[Start of Attachment]
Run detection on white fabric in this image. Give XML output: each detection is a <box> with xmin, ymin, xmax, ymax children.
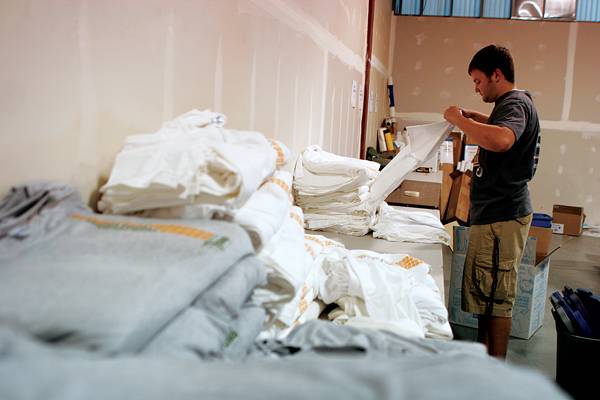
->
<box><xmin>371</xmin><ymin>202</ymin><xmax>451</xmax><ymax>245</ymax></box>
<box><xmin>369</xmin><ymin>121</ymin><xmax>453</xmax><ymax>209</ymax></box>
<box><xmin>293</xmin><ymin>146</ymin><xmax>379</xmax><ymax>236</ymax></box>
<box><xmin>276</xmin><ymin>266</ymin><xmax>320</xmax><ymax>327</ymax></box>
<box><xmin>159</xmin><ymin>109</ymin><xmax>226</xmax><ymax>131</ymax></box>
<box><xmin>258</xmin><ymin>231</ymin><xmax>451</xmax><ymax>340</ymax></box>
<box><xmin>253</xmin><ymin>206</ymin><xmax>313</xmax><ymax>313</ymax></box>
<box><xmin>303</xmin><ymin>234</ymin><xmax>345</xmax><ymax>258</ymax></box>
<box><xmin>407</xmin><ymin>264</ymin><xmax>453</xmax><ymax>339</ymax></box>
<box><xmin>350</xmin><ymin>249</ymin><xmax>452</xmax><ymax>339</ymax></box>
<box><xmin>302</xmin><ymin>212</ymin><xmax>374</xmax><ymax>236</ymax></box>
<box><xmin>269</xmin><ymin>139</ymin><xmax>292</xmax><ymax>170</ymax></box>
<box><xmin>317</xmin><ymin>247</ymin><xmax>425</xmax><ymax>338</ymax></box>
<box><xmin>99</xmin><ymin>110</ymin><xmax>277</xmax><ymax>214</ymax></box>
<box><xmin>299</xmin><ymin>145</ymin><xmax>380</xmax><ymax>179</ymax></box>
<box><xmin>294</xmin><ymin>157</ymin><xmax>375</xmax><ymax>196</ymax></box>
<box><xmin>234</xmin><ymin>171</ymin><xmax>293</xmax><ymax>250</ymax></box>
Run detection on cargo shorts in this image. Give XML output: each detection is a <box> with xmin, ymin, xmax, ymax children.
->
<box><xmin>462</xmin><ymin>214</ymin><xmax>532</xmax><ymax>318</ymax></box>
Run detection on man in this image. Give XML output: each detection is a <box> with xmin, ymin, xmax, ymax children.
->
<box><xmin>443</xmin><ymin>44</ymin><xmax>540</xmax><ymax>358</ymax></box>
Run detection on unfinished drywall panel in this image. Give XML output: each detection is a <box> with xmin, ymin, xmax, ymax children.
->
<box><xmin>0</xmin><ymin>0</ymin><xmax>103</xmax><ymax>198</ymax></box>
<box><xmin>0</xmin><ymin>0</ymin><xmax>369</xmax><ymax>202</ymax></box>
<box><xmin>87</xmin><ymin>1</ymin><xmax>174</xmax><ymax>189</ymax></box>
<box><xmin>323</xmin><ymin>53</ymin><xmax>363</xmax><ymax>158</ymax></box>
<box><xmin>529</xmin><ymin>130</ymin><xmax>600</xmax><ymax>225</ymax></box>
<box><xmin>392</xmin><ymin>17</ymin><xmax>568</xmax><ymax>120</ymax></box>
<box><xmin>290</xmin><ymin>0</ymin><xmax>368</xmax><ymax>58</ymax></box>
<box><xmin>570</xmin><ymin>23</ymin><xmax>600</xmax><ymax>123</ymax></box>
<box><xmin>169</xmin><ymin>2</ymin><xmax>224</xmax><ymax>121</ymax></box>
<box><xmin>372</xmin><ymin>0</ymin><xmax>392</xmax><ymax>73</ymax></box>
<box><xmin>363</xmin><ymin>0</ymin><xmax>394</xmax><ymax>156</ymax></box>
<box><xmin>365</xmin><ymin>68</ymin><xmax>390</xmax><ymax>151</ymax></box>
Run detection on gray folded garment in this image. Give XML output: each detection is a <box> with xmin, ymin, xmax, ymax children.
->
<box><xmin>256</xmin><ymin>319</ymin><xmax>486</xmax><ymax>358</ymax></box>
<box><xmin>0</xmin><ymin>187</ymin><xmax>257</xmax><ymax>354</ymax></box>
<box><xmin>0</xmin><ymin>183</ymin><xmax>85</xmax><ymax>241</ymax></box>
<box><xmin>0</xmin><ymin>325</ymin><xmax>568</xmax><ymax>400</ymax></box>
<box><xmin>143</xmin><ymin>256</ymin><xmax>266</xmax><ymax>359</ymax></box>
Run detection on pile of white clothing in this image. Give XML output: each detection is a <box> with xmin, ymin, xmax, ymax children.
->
[End of Attachment]
# Task prompt
Give back the whole listing exactly as written. Do not include any picture.

# Task response
Run detection on white fabric in this image. Give XML output: each detection is a <box> with xmin, ymin, xmax, ymax children.
->
<box><xmin>371</xmin><ymin>202</ymin><xmax>451</xmax><ymax>245</ymax></box>
<box><xmin>369</xmin><ymin>121</ymin><xmax>453</xmax><ymax>209</ymax></box>
<box><xmin>293</xmin><ymin>146</ymin><xmax>379</xmax><ymax>236</ymax></box>
<box><xmin>276</xmin><ymin>266</ymin><xmax>320</xmax><ymax>327</ymax></box>
<box><xmin>159</xmin><ymin>109</ymin><xmax>226</xmax><ymax>131</ymax></box>
<box><xmin>258</xmin><ymin>231</ymin><xmax>451</xmax><ymax>340</ymax></box>
<box><xmin>253</xmin><ymin>206</ymin><xmax>313</xmax><ymax>313</ymax></box>
<box><xmin>303</xmin><ymin>234</ymin><xmax>345</xmax><ymax>258</ymax></box>
<box><xmin>407</xmin><ymin>264</ymin><xmax>453</xmax><ymax>339</ymax></box>
<box><xmin>350</xmin><ymin>249</ymin><xmax>452</xmax><ymax>339</ymax></box>
<box><xmin>302</xmin><ymin>212</ymin><xmax>374</xmax><ymax>236</ymax></box>
<box><xmin>269</xmin><ymin>139</ymin><xmax>292</xmax><ymax>170</ymax></box>
<box><xmin>317</xmin><ymin>247</ymin><xmax>425</xmax><ymax>338</ymax></box>
<box><xmin>99</xmin><ymin>110</ymin><xmax>277</xmax><ymax>214</ymax></box>
<box><xmin>299</xmin><ymin>145</ymin><xmax>380</xmax><ymax>179</ymax></box>
<box><xmin>294</xmin><ymin>157</ymin><xmax>375</xmax><ymax>196</ymax></box>
<box><xmin>234</xmin><ymin>171</ymin><xmax>293</xmax><ymax>250</ymax></box>
Run detection on cargo shorts in this image. Give XML output: each detection is a <box> with xmin, ymin, xmax, ymax children.
->
<box><xmin>462</xmin><ymin>214</ymin><xmax>532</xmax><ymax>318</ymax></box>
Run detection on man in this image. Give XML output: each detection is a <box> with xmin, ymin, xmax, ymax children.
->
<box><xmin>443</xmin><ymin>44</ymin><xmax>540</xmax><ymax>358</ymax></box>
Run detection on unfinished drywall panel in this image. Give XML output: each detection is a <box> with xmin, ymin, xmax, ymax children.
->
<box><xmin>0</xmin><ymin>0</ymin><xmax>103</xmax><ymax>198</ymax></box>
<box><xmin>0</xmin><ymin>0</ymin><xmax>369</xmax><ymax>202</ymax></box>
<box><xmin>87</xmin><ymin>1</ymin><xmax>174</xmax><ymax>189</ymax></box>
<box><xmin>323</xmin><ymin>53</ymin><xmax>363</xmax><ymax>158</ymax></box>
<box><xmin>529</xmin><ymin>130</ymin><xmax>600</xmax><ymax>225</ymax></box>
<box><xmin>392</xmin><ymin>17</ymin><xmax>568</xmax><ymax>120</ymax></box>
<box><xmin>290</xmin><ymin>0</ymin><xmax>368</xmax><ymax>58</ymax></box>
<box><xmin>570</xmin><ymin>23</ymin><xmax>600</xmax><ymax>123</ymax></box>
<box><xmin>169</xmin><ymin>2</ymin><xmax>224</xmax><ymax>121</ymax></box>
<box><xmin>372</xmin><ymin>0</ymin><xmax>392</xmax><ymax>73</ymax></box>
<box><xmin>363</xmin><ymin>0</ymin><xmax>394</xmax><ymax>156</ymax></box>
<box><xmin>365</xmin><ymin>68</ymin><xmax>390</xmax><ymax>151</ymax></box>
Run detection on gray folded garment in this image. Give XML output: each detection is a <box> with xmin, ymin, xmax, ymax children.
->
<box><xmin>256</xmin><ymin>319</ymin><xmax>486</xmax><ymax>358</ymax></box>
<box><xmin>0</xmin><ymin>187</ymin><xmax>257</xmax><ymax>354</ymax></box>
<box><xmin>0</xmin><ymin>183</ymin><xmax>85</xmax><ymax>241</ymax></box>
<box><xmin>0</xmin><ymin>325</ymin><xmax>568</xmax><ymax>400</ymax></box>
<box><xmin>143</xmin><ymin>256</ymin><xmax>266</xmax><ymax>359</ymax></box>
Run detection on pile of white clothing in this image. Give XML output: each detection is a <box> with xmin, ymin, xmax, ymax children.
->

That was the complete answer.